## The task:
Give the usernames of everyone who posts in the Amazon Prime deal thread below, in the order their posts appear.

## Text excerpt:
* * *

# Great Amazon Deal for Those With Prime



## BevAnneS (May 11, 2010)

Picked me up a nice red one today with no shipping involved with my Prime membership.

http://www.amazon.com/gp/product/B005QBK6B6/ref=cm_cd_asin_lnk


----------



## JumpingShip (Jun 3, 2010)

BevAnneS said:


> Picked me up a nice red one today with no shipping involved with my Prime membership.
> 
> http://www.amazon.com/gp/product/B005QBK6B6/ref=cm_cd_asin_lnk


That is a great price! I have that exact same case that I bought two years ago for about $24, I think. It's held up great, although it is getting a little dirty. I probably should order a new one. For $3, I can't go wrong.


----------



## Betsy the Quilter (Oct 27, 2008)

Hi, I'm going to move this to our Accessories forum...

Betsy


----------



## Jane917 (Dec 29, 2009)

Great deal, but not quite as good a deal for the 7" HDX. It will be $6.00 + $4.98 shipping. I think I might pick up a red one.

* * *

## Information given:
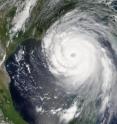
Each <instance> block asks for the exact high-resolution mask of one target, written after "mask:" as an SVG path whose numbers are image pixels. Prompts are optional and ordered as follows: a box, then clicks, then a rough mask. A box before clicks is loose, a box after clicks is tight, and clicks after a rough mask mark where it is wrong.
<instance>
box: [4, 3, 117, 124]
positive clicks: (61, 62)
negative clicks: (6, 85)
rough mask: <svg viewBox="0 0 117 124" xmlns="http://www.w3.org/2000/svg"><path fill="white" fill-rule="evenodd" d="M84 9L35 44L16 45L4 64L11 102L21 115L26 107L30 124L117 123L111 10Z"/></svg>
mask: <svg viewBox="0 0 117 124" xmlns="http://www.w3.org/2000/svg"><path fill="white" fill-rule="evenodd" d="M86 5H88V4H86ZM90 6H91V5H89V6H88V7H87V6H85V5H82V6H80V7H75V8H74V9H72V10H69V11H67V12H66V13H65V14H63V15H62V16H61V17H60V18H59V19H56V21H55V22H54V23H53V24H51V25H50V26H49V28H48V29H47V31H46V33H45V34H44V35H43V38H42V41H41V43H37V44H38V45H37V44H36V43H35V45H34V42H33V45H32V42H31V41H30V42H29V44H28V45H27V44H25V43H24V44H22V45H21V46H20V47H19V48H18V50H17V51H16V53H15V54H14V55H13V56H12V57H11V58H10V59H8V61H7V63H6V67H7V70H8V72H9V75H10V77H11V86H10V88H11V94H12V97H13V99H14V102H15V104H16V105H20V104H21V106H20V109H21V112H22V111H24V109H25V106H26V105H27V104H28V105H30V108H32V109H31V111H32V110H33V112H34V113H36V114H34V115H35V116H34V117H32V116H33V115H32V114H29V112H30V110H27V109H26V110H25V111H26V114H27V115H28V116H29V117H31V118H32V123H33V124H34V123H35V124H49V123H51V124H68V123H69V122H71V121H72V120H73V119H74V121H76V122H77V123H78V122H79V123H80V121H79V120H82V119H81V118H85V117H86V118H89V116H90V117H92V118H93V119H94V118H95V117H96V119H94V120H95V121H96V122H95V123H97V124H115V123H114V122H113V120H116V122H117V112H116V110H117V98H116V87H117V84H116V83H117V65H116V63H117V43H116V31H117V26H116V22H115V20H114V16H112V15H113V13H112V11H111V10H110V11H109V10H107V8H106V7H103V8H100V9H99V8H98V5H97V6H93V7H92V6H91V7H90ZM105 20H106V21H105ZM29 48H30V49H29ZM12 69H13V70H12ZM27 82H28V83H27ZM14 89H15V90H16V91H14ZM15 92H16V93H15ZM26 94H27V95H26ZM30 94H31V95H30ZM17 95H18V96H20V97H21V99H23V100H26V102H25V103H20V102H19V101H17V99H16V96H17ZM67 103H68V104H67ZM22 104H23V105H22ZM22 106H23V107H22ZM35 111H36V112H35ZM27 115H26V117H27ZM94 116H95V117H94ZM35 118H36V119H35ZM53 118H54V119H53ZM33 119H34V120H33ZM26 120H28V121H29V122H30V119H26ZM83 120H85V119H83ZM82 123H83V124H85V123H87V121H86V122H82ZM91 123H94V122H90V124H91Z"/></svg>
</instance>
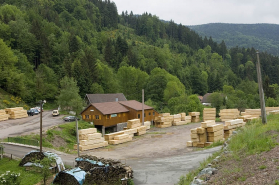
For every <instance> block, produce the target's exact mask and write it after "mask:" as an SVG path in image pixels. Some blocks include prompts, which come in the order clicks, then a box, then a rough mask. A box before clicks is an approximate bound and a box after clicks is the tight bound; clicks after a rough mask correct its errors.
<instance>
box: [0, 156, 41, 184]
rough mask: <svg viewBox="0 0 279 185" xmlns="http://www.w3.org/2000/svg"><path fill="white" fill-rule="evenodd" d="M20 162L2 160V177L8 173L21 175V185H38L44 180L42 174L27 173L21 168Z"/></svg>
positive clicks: (10, 160) (1, 163)
mask: <svg viewBox="0 0 279 185" xmlns="http://www.w3.org/2000/svg"><path fill="white" fill-rule="evenodd" d="M19 163H20V161H18V160H10V159H8V158H3V159H2V160H0V175H1V174H3V173H6V171H10V172H15V173H20V177H19V178H20V179H19V180H20V184H21V185H30V184H37V183H38V182H40V181H41V180H42V176H41V174H40V173H37V172H32V171H26V170H25V168H24V167H20V166H19Z"/></svg>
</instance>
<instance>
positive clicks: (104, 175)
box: [76, 156, 133, 185]
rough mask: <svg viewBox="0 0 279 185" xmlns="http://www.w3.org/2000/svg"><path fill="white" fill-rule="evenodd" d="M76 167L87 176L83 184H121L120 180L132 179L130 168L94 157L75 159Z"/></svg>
mask: <svg viewBox="0 0 279 185" xmlns="http://www.w3.org/2000/svg"><path fill="white" fill-rule="evenodd" d="M76 161H77V166H78V167H79V168H81V169H83V170H84V171H85V172H86V173H87V174H86V176H85V181H84V184H97V185H111V184H121V183H120V179H122V178H128V179H131V178H133V170H132V168H131V167H129V166H126V165H124V164H122V163H121V162H120V161H114V160H111V159H109V160H107V159H103V158H97V157H95V156H81V157H80V158H76Z"/></svg>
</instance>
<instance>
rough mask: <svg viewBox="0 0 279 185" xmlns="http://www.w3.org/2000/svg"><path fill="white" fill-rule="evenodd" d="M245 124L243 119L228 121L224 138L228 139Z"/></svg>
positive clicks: (224, 131) (225, 138)
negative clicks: (236, 128) (238, 128)
mask: <svg viewBox="0 0 279 185" xmlns="http://www.w3.org/2000/svg"><path fill="white" fill-rule="evenodd" d="M245 124H246V123H245V122H244V121H243V119H235V120H230V121H226V122H225V126H224V138H225V139H228V138H229V137H230V136H231V135H232V132H233V131H234V130H235V129H236V128H237V127H242V126H244V125H245Z"/></svg>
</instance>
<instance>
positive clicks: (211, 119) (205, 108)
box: [203, 108, 216, 121]
mask: <svg viewBox="0 0 279 185" xmlns="http://www.w3.org/2000/svg"><path fill="white" fill-rule="evenodd" d="M215 119H216V108H205V109H203V121H208V120H215Z"/></svg>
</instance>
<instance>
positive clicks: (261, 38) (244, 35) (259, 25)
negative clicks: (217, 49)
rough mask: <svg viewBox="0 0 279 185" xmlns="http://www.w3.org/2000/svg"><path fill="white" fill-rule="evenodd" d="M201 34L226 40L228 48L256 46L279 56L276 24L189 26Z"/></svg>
mask: <svg viewBox="0 0 279 185" xmlns="http://www.w3.org/2000/svg"><path fill="white" fill-rule="evenodd" d="M189 28H191V29H192V30H195V31H196V32H197V33H198V34H200V35H201V36H207V37H208V38H209V37H210V36H211V37H212V38H213V39H214V41H217V42H218V43H221V42H222V40H224V41H225V43H226V45H227V47H228V48H232V47H236V46H238V47H241V48H242V47H244V48H251V47H254V48H256V49H258V50H260V51H263V52H265V51H266V52H268V53H271V54H273V55H276V56H279V35H278V31H279V25H276V24H225V23H211V24H203V25H196V26H189Z"/></svg>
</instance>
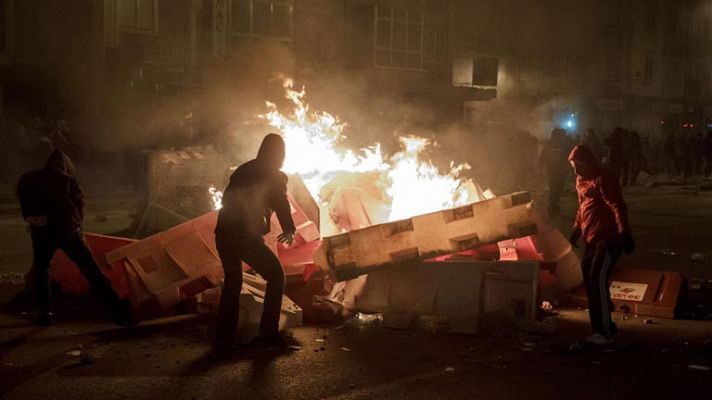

* * *

## Solution:
BevAnneS, JumpingShip, Betsy the Quilter, Jane917